### DATA SHOWN
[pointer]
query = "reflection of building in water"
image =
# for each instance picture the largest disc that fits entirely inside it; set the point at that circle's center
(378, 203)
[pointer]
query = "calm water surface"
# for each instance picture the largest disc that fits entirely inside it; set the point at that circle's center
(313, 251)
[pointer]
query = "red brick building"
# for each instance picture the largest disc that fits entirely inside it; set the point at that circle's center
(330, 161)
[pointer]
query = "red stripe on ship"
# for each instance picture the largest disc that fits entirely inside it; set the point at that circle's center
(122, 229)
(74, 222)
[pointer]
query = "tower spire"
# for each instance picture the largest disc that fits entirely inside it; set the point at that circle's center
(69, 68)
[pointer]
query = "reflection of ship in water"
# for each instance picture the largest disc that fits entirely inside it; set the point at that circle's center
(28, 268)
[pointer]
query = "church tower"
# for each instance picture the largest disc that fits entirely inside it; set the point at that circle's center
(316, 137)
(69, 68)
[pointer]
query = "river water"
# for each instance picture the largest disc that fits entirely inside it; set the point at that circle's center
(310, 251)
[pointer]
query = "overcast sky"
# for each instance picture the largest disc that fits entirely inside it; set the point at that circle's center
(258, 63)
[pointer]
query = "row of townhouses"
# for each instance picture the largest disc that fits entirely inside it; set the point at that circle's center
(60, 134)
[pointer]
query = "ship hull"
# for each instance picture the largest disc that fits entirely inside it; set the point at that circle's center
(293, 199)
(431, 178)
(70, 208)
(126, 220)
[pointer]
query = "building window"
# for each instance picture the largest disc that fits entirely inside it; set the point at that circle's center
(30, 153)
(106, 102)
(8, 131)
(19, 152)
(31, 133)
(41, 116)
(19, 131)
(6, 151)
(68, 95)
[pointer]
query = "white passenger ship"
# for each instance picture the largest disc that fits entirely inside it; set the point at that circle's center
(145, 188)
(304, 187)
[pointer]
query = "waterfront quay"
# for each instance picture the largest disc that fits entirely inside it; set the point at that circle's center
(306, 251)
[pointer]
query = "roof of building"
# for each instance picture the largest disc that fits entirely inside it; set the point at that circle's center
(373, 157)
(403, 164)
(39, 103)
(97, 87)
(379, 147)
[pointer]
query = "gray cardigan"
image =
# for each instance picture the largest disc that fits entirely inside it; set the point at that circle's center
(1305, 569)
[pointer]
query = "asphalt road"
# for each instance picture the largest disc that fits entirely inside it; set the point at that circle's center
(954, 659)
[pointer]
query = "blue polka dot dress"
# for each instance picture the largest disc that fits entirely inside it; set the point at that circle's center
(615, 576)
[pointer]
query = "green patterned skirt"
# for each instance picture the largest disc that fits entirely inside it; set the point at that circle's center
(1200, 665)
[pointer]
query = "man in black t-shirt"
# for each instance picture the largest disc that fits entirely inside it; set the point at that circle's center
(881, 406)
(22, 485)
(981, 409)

### SHORT TASK
Produce an exact copy of all the records.

### RESPONSE FOR THIS EXERCISE
[pointer]
query = "reflection of building in water"
image =
# for each instance picture the largest disc that fits entirely inside it; set the point at that circle's center
(378, 203)
[pointer]
query = "calm water surface"
# for each instance picture the largest disc that fits entirely inside it; set the point at that circle's center
(313, 251)
[pointer]
query = "red brick building"
# for each instance picture the largest disc that fits entirely inside it; set the point at that circle's center
(330, 161)
[pointer]
query = "red stripe on ship"
# for each instance picture the largest disc that fits entirely inside it; set the point at that circle's center
(122, 229)
(74, 222)
[pointer]
query = "tower spire"
# for each instance picture the largest disc that fits entirely inside it; set the point at that circle's center
(69, 68)
[pointer]
query = "reflection of ship in water"
# for each instance picture the largest disc that fits entirely inside it; set the point at that circle's center
(28, 268)
[pointer]
query = "church tower"
# for each instance picture the largest disc that fits entirely inside it; set the point at that circle's center
(316, 137)
(69, 68)
[pointer]
query = "river water"
# for each instance picture the largest disc that fits entirely inside it; set the point at that circle's center
(310, 251)
[pointer]
query = "overcast sky"
# for each instance picture the largest disc that fits entirely inside it; set the point at that circle's center
(258, 63)
[pointer]
query = "row of townhouses"
# for each instance picture the largest disc that fits entirely inside it; set the point at that circle's center
(60, 134)
[pointer]
query = "ship hull"
# for each instance picture the largest disc that fits entirely inside it; set the point at that circle's center
(293, 199)
(431, 178)
(70, 208)
(126, 220)
[pointer]
query = "building window"
# for each instance picture the largest disc that fits entirely inside it; set the point at that circle's center
(30, 153)
(106, 102)
(8, 131)
(19, 152)
(31, 133)
(41, 116)
(19, 131)
(6, 151)
(68, 95)
[pointer]
query = "white passenger ship"
# for each instance picture the largest disc that fits entirely inside it; set the point at that circle's center
(145, 188)
(304, 187)
[pointer]
query = "waterfront quay"
# for each instance picture the largest disc that fits entirely inside it; set the point at that circle's center
(306, 251)
[pointer]
query = "roof of building"
# for each instance picture the largest disc that fits entirely inside it; set the point at that circle's center
(373, 157)
(403, 164)
(39, 103)
(97, 87)
(379, 147)
[pointer]
query = "gray cardigan"
image =
# for each instance picture the largest disc that fits entirely inside it; set the point at that circle's center
(1305, 569)
[pointer]
query = "asphalt road"
# for each instance picture the largest disc that fits entirely inside it; set the point at that circle's center
(954, 659)
[pointer]
query = "blue polka dot dress"
# for each instance picture the largest disc that fits entirely inside it; set the point at that circle's center
(615, 576)
[pointer]
query = "green patterned skirt"
# for each instance picture the largest disc that fits entirely inside it; set the point at that circle's center
(1200, 665)
[pointer]
query = "man in black t-shirt"
# for each instance picture the largest disc that fits entirely inside it; set the point at that circle's center
(881, 406)
(22, 485)
(981, 409)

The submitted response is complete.